**THE PROBLEM**
Among the lines below, restate word for word only those from the line with "If you would" through the line with "All paths have fill-rule evenodd.", with both end lines kept.

**DATA PROVIDED**

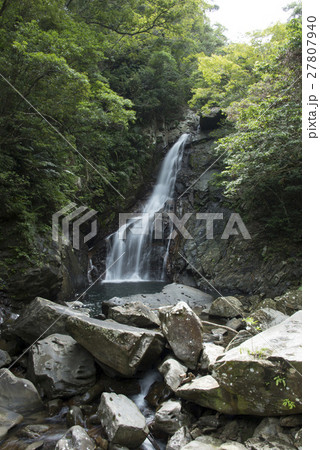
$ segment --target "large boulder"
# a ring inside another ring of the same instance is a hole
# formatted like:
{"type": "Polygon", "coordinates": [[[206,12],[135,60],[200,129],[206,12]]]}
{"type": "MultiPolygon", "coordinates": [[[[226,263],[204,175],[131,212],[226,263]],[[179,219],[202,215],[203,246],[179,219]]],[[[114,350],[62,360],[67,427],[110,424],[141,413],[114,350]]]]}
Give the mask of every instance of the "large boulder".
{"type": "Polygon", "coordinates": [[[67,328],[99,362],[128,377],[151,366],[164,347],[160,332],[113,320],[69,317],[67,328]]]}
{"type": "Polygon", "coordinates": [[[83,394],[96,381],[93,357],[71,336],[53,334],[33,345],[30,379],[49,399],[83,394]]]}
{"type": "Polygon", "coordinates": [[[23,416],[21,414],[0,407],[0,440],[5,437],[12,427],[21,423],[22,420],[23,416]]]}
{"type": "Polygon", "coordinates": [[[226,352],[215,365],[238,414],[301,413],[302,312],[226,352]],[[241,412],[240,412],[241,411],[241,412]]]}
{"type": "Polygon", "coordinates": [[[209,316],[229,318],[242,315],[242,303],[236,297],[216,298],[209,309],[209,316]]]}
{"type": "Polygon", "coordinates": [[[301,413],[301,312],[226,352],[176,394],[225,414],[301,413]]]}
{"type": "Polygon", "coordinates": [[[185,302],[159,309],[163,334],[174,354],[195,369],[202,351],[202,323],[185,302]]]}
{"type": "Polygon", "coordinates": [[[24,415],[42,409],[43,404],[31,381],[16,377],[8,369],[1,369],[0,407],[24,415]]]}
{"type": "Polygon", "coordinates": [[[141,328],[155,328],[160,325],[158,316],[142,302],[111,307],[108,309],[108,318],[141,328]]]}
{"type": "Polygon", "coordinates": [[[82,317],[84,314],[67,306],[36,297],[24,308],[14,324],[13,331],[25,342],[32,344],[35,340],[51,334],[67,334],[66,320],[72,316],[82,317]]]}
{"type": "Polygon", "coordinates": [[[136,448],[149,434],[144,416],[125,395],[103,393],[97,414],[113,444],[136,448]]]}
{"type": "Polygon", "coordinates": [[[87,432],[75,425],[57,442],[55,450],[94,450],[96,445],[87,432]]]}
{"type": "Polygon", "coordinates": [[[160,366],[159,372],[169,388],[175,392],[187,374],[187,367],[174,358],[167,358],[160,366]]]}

---

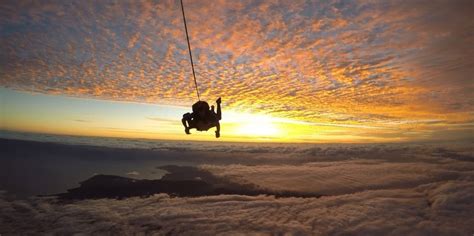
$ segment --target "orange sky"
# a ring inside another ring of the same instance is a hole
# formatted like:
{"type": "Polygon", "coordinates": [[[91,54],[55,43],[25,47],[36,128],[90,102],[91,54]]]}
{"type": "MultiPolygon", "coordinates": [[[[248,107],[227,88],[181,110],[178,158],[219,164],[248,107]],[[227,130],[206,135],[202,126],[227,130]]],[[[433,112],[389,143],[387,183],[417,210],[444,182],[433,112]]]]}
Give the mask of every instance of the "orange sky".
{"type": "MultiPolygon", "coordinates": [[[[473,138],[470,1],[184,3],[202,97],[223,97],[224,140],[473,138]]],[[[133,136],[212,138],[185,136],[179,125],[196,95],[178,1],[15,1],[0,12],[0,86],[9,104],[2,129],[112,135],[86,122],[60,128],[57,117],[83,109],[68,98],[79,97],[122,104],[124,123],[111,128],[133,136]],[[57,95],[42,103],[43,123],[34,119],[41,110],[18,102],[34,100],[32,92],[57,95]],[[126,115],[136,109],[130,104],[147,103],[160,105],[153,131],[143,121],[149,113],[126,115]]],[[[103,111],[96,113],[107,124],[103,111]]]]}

--

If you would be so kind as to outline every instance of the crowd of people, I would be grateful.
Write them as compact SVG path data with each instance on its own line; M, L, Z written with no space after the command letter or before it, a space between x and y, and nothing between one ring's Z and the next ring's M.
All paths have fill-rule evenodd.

**TASK OUTPUT**
If you would be so kind as to outline every instance of the crowd of people, I would be grateful.
Write them as compact SVG path data with each instance on its own line; M, L, Z written with no space after the command letter or before it, a space between x and y, and nothing between one ring's Z and the next ring's M.
All paths have fill-rule evenodd.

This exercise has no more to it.